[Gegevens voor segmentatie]
---+---

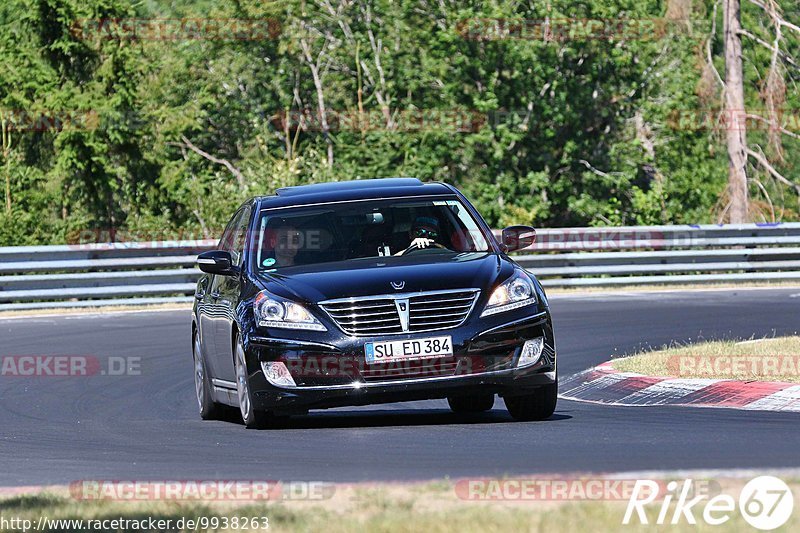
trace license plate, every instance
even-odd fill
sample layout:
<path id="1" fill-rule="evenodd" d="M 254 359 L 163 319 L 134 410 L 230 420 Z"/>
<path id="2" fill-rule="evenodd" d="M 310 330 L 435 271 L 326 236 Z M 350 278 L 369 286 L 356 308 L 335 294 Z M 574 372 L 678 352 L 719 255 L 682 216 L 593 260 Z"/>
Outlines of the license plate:
<path id="1" fill-rule="evenodd" d="M 364 345 L 367 363 L 387 363 L 453 355 L 453 340 L 447 337 L 368 342 Z"/>

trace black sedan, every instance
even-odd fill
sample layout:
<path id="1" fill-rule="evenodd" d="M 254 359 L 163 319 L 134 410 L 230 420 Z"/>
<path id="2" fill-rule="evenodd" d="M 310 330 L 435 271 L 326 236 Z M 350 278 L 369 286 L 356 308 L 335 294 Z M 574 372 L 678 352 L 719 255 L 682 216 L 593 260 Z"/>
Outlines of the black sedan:
<path id="1" fill-rule="evenodd" d="M 552 415 L 556 349 L 544 291 L 455 188 L 410 178 L 280 189 L 245 202 L 192 315 L 200 415 L 247 427 L 347 405 L 447 398 L 517 420 Z"/>

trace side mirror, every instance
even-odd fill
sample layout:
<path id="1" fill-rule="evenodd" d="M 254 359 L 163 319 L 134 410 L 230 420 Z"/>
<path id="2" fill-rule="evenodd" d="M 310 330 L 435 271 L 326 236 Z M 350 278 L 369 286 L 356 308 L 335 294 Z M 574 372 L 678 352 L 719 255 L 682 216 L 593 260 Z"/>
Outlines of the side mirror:
<path id="1" fill-rule="evenodd" d="M 231 264 L 231 254 L 224 250 L 210 250 L 197 256 L 197 266 L 207 274 L 233 276 L 238 269 Z"/>
<path id="2" fill-rule="evenodd" d="M 536 230 L 530 226 L 509 226 L 503 230 L 500 245 L 506 252 L 516 252 L 536 241 Z"/>

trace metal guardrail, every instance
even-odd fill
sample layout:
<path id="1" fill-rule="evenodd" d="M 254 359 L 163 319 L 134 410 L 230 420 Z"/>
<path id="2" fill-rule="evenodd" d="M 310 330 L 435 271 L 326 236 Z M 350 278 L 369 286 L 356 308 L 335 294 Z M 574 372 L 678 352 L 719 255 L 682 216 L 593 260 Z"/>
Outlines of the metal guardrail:
<path id="1" fill-rule="evenodd" d="M 216 241 L 0 247 L 0 310 L 190 302 Z M 800 280 L 800 223 L 544 229 L 515 259 L 545 287 Z"/>

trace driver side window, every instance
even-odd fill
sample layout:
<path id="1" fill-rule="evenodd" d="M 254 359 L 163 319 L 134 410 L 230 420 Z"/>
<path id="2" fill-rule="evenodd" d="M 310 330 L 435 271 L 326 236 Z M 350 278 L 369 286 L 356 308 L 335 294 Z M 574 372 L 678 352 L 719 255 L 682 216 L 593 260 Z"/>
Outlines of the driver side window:
<path id="1" fill-rule="evenodd" d="M 231 254 L 231 262 L 234 265 L 241 264 L 244 245 L 247 238 L 247 225 L 250 221 L 250 206 L 243 207 L 231 218 L 222 238 L 219 240 L 218 248 Z"/>

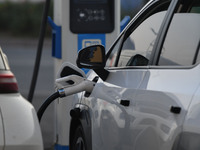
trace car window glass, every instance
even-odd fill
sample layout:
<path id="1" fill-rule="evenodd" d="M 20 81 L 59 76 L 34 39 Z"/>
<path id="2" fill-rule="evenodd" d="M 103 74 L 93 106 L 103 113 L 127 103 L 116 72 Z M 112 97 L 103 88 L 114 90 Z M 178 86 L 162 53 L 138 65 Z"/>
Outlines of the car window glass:
<path id="1" fill-rule="evenodd" d="M 168 29 L 160 66 L 186 66 L 196 62 L 200 41 L 200 14 L 197 7 L 189 12 L 175 13 Z M 199 59 L 199 58 L 197 58 Z"/>
<path id="2" fill-rule="evenodd" d="M 118 67 L 148 64 L 165 14 L 166 11 L 153 14 L 132 32 L 123 44 Z"/>

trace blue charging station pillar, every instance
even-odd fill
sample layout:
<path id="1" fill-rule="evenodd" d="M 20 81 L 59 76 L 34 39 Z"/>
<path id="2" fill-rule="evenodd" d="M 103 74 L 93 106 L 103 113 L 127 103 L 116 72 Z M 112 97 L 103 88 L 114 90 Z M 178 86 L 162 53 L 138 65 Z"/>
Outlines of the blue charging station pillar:
<path id="1" fill-rule="evenodd" d="M 78 51 L 102 44 L 108 49 L 120 33 L 120 0 L 54 0 L 52 56 L 55 77 L 63 62 L 76 65 Z M 55 149 L 69 149 L 72 96 L 55 102 Z"/>

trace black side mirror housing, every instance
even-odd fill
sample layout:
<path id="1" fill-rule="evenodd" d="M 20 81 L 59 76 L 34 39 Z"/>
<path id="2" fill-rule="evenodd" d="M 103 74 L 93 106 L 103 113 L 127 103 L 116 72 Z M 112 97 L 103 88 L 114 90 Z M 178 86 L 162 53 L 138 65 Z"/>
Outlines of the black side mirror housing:
<path id="1" fill-rule="evenodd" d="M 77 66 L 79 68 L 93 69 L 102 80 L 106 80 L 109 72 L 104 69 L 106 64 L 105 47 L 92 45 L 83 48 L 78 53 Z"/>
<path id="2" fill-rule="evenodd" d="M 77 58 L 79 68 L 100 69 L 105 67 L 105 48 L 92 45 L 79 51 Z"/>

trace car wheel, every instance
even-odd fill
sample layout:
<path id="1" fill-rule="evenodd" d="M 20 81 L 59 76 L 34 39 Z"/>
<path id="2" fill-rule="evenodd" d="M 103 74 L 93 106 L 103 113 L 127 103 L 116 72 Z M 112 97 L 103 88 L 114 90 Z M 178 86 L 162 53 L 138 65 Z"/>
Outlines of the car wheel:
<path id="1" fill-rule="evenodd" d="M 71 150 L 87 150 L 83 128 L 78 126 L 72 140 Z"/>

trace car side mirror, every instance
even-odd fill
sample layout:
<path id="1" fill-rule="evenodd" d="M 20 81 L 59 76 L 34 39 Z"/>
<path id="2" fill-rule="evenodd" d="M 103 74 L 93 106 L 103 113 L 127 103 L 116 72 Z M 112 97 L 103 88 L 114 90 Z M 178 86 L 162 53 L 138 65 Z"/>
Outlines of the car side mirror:
<path id="1" fill-rule="evenodd" d="M 92 45 L 80 50 L 76 63 L 79 68 L 93 69 L 103 81 L 109 75 L 109 72 L 104 69 L 106 55 L 103 45 Z"/>
<path id="2" fill-rule="evenodd" d="M 79 51 L 77 58 L 79 68 L 100 69 L 105 67 L 105 48 L 92 45 Z"/>

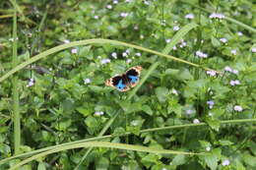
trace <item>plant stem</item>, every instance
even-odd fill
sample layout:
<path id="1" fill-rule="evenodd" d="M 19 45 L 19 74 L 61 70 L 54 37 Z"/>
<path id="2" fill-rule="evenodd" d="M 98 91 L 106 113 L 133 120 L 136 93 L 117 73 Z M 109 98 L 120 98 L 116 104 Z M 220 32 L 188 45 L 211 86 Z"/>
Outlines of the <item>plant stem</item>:
<path id="1" fill-rule="evenodd" d="M 16 0 L 13 1 L 16 4 Z M 15 68 L 18 65 L 17 57 L 17 10 L 14 5 L 13 16 L 13 61 L 12 67 Z M 14 115 L 14 153 L 19 154 L 21 145 L 21 122 L 19 112 L 19 89 L 18 89 L 18 76 L 13 76 L 13 115 Z"/>

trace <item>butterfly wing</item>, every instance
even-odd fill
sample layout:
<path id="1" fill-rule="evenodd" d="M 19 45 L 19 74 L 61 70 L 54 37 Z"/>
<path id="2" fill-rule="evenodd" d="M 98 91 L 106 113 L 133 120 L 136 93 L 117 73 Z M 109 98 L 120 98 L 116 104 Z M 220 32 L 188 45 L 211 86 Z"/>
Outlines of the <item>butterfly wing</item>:
<path id="1" fill-rule="evenodd" d="M 141 66 L 135 66 L 126 72 L 125 76 L 131 87 L 134 87 L 139 83 L 141 70 Z"/>
<path id="2" fill-rule="evenodd" d="M 124 78 L 124 76 L 115 76 L 110 78 L 109 80 L 106 80 L 105 85 L 112 86 L 122 92 L 130 89 L 127 80 Z"/>

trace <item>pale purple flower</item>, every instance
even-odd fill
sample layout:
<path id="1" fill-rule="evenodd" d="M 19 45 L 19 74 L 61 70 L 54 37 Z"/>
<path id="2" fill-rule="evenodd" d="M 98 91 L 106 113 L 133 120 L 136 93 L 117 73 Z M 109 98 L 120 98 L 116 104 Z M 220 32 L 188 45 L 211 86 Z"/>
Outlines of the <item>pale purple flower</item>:
<path id="1" fill-rule="evenodd" d="M 178 29 L 179 29 L 179 27 L 178 27 L 178 26 L 174 26 L 174 27 L 173 27 L 173 30 L 176 31 L 176 30 L 178 30 Z"/>
<path id="2" fill-rule="evenodd" d="M 211 76 L 211 77 L 215 77 L 217 75 L 217 72 L 214 70 L 208 70 L 206 72 L 207 75 Z"/>
<path id="3" fill-rule="evenodd" d="M 91 83 L 91 79 L 87 78 L 87 79 L 84 79 L 84 84 L 87 85 L 87 84 L 90 84 Z"/>
<path id="4" fill-rule="evenodd" d="M 215 105 L 215 102 L 214 102 L 214 100 L 209 100 L 209 101 L 207 101 L 207 104 L 208 104 L 209 108 L 212 109 Z"/>
<path id="5" fill-rule="evenodd" d="M 206 53 L 203 53 L 202 51 L 196 51 L 196 55 L 200 58 L 207 58 L 208 55 Z"/>
<path id="6" fill-rule="evenodd" d="M 141 57 L 142 54 L 140 52 L 135 53 L 136 56 Z"/>
<path id="7" fill-rule="evenodd" d="M 234 75 L 237 75 L 238 73 L 239 73 L 239 71 L 238 70 L 232 70 L 232 73 L 234 74 Z"/>
<path id="8" fill-rule="evenodd" d="M 193 120 L 193 124 L 199 124 L 199 123 L 200 123 L 200 121 L 198 119 Z"/>
<path id="9" fill-rule="evenodd" d="M 122 53 L 122 56 L 123 56 L 123 57 L 128 57 L 128 54 L 127 54 L 126 52 L 123 52 L 123 53 Z"/>
<path id="10" fill-rule="evenodd" d="M 210 151 L 211 150 L 211 147 L 210 146 L 207 146 L 206 147 L 206 151 Z"/>
<path id="11" fill-rule="evenodd" d="M 232 73 L 233 70 L 229 66 L 225 66 L 224 71 Z"/>
<path id="12" fill-rule="evenodd" d="M 219 13 L 212 13 L 210 16 L 209 16 L 210 19 L 224 19 L 224 15 L 223 14 L 219 14 Z"/>
<path id="13" fill-rule="evenodd" d="M 95 115 L 96 116 L 101 116 L 101 115 L 103 115 L 104 114 L 104 112 L 102 112 L 102 111 L 96 111 L 96 112 L 95 112 Z"/>
<path id="14" fill-rule="evenodd" d="M 224 159 L 222 163 L 223 166 L 228 166 L 230 164 L 230 161 L 228 159 Z"/>
<path id="15" fill-rule="evenodd" d="M 106 58 L 106 59 L 102 59 L 101 60 L 101 64 L 107 64 L 107 63 L 110 63 L 110 59 Z"/>
<path id="16" fill-rule="evenodd" d="M 193 112 L 194 112 L 194 110 L 191 110 L 191 109 L 186 110 L 187 115 L 191 115 Z"/>
<path id="17" fill-rule="evenodd" d="M 236 49 L 232 49 L 230 52 L 231 52 L 232 55 L 236 55 L 237 50 Z"/>
<path id="18" fill-rule="evenodd" d="M 170 42 L 170 39 L 165 39 L 165 42 L 166 42 L 166 43 L 169 43 L 169 42 Z"/>
<path id="19" fill-rule="evenodd" d="M 237 35 L 238 35 L 238 36 L 242 36 L 243 33 L 242 33 L 241 31 L 237 31 Z"/>
<path id="20" fill-rule="evenodd" d="M 120 14 L 120 16 L 123 17 L 123 18 L 127 17 L 128 15 L 129 15 L 128 13 L 121 13 Z"/>
<path id="21" fill-rule="evenodd" d="M 243 109 L 242 109 L 242 106 L 235 105 L 235 106 L 233 106 L 233 110 L 237 111 L 237 112 L 241 112 Z"/>
<path id="22" fill-rule="evenodd" d="M 111 56 L 112 56 L 114 59 L 117 59 L 117 53 L 116 53 L 116 52 L 112 52 L 112 53 L 111 53 Z"/>
<path id="23" fill-rule="evenodd" d="M 222 41 L 222 42 L 225 43 L 225 42 L 227 42 L 227 39 L 226 39 L 226 38 L 224 38 L 224 37 L 222 37 L 222 38 L 220 39 L 220 41 Z"/>
<path id="24" fill-rule="evenodd" d="M 238 80 L 232 81 L 231 80 L 229 84 L 230 84 L 230 85 L 233 86 L 233 85 L 240 85 L 240 81 L 238 81 Z"/>
<path id="25" fill-rule="evenodd" d="M 77 53 L 78 53 L 78 49 L 77 49 L 77 48 L 73 48 L 73 49 L 71 50 L 71 53 L 72 53 L 72 54 L 77 54 Z"/>
<path id="26" fill-rule="evenodd" d="M 178 95 L 178 91 L 174 88 L 171 89 L 171 93 L 175 94 L 175 95 Z"/>
<path id="27" fill-rule="evenodd" d="M 106 5 L 106 8 L 110 10 L 110 9 L 112 9 L 112 5 L 108 4 L 108 5 Z"/>
<path id="28" fill-rule="evenodd" d="M 64 43 L 70 43 L 70 40 L 69 39 L 64 39 L 63 42 Z"/>
<path id="29" fill-rule="evenodd" d="M 34 85 L 34 79 L 30 79 L 28 85 L 26 85 L 27 87 L 32 86 Z"/>
<path id="30" fill-rule="evenodd" d="M 150 2 L 145 0 L 145 1 L 144 1 L 144 4 L 145 4 L 145 5 L 150 5 Z"/>
<path id="31" fill-rule="evenodd" d="M 194 14 L 187 14 L 186 16 L 185 16 L 185 19 L 190 19 L 190 20 L 192 20 L 192 19 L 194 19 Z"/>
<path id="32" fill-rule="evenodd" d="M 127 59 L 126 60 L 126 63 L 128 63 L 128 64 L 131 63 L 131 62 L 132 62 L 132 59 Z"/>

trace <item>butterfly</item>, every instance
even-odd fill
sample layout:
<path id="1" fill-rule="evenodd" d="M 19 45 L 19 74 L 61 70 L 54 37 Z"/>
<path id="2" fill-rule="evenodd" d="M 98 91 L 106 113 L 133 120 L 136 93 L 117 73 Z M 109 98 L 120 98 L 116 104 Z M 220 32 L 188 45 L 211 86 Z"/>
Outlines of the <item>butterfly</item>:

---+---

Opgave:
Zet de regels vanaf de regel met "trace car wheel, every instance" tot en met de regel met "14 115 L 14" om in een genummerde lijst zonder lege regels. Laat de afbeeldingen weg.

Uitkomst:
1. trace car wheel, every instance
2. even-odd fill
3. sample layout:
4. <path id="1" fill-rule="evenodd" d="M 20 81 L 59 76 L 34 39 Z"/>
5. <path id="2" fill-rule="evenodd" d="M 103 74 L 93 106 L 103 113 L 127 103 L 116 72 Z M 112 97 L 103 88 L 114 90 Z M 178 86 L 162 53 L 138 65 Z"/>
6. Outlines of the car wheel:
7. <path id="1" fill-rule="evenodd" d="M 71 150 L 87 150 L 83 128 L 78 126 L 72 140 Z"/>
8. trace car side mirror, every instance
9. even-odd fill
10. sample layout:
11. <path id="1" fill-rule="evenodd" d="M 20 81 L 59 76 L 34 39 Z"/>
12. <path id="2" fill-rule="evenodd" d="M 103 74 L 93 106 L 103 113 L 127 103 L 116 72 Z M 112 97 L 103 88 L 114 90 Z M 178 86 L 162 53 L 138 65 Z"/>
13. Outlines of the car side mirror:
14. <path id="1" fill-rule="evenodd" d="M 92 45 L 80 50 L 76 63 L 79 68 L 93 69 L 103 81 L 109 75 L 109 72 L 104 69 L 106 55 L 103 45 Z"/>
15. <path id="2" fill-rule="evenodd" d="M 79 51 L 77 58 L 79 68 L 100 69 L 105 67 L 105 48 L 92 45 Z"/>
16. trace <item>plant stem</item>, every instance
17. even-odd fill
18. sample layout:
19. <path id="1" fill-rule="evenodd" d="M 19 45 L 19 74 L 61 70 L 54 37 Z"/>
20. <path id="2" fill-rule="evenodd" d="M 98 91 L 106 113 L 133 120 L 136 93 L 117 73 Z M 109 98 L 120 98 L 116 104 Z M 220 32 L 188 45 L 211 86 Z"/>
21. Outlines of the <item>plant stem</item>:
22. <path id="1" fill-rule="evenodd" d="M 16 0 L 13 1 L 16 4 Z M 15 68 L 18 65 L 17 57 L 17 10 L 14 5 L 13 16 L 13 61 L 12 67 Z M 14 115 L 14 153 L 19 154 L 21 145 L 21 122 L 19 112 L 19 89 L 18 89 L 18 76 L 13 76 L 13 115 Z"/>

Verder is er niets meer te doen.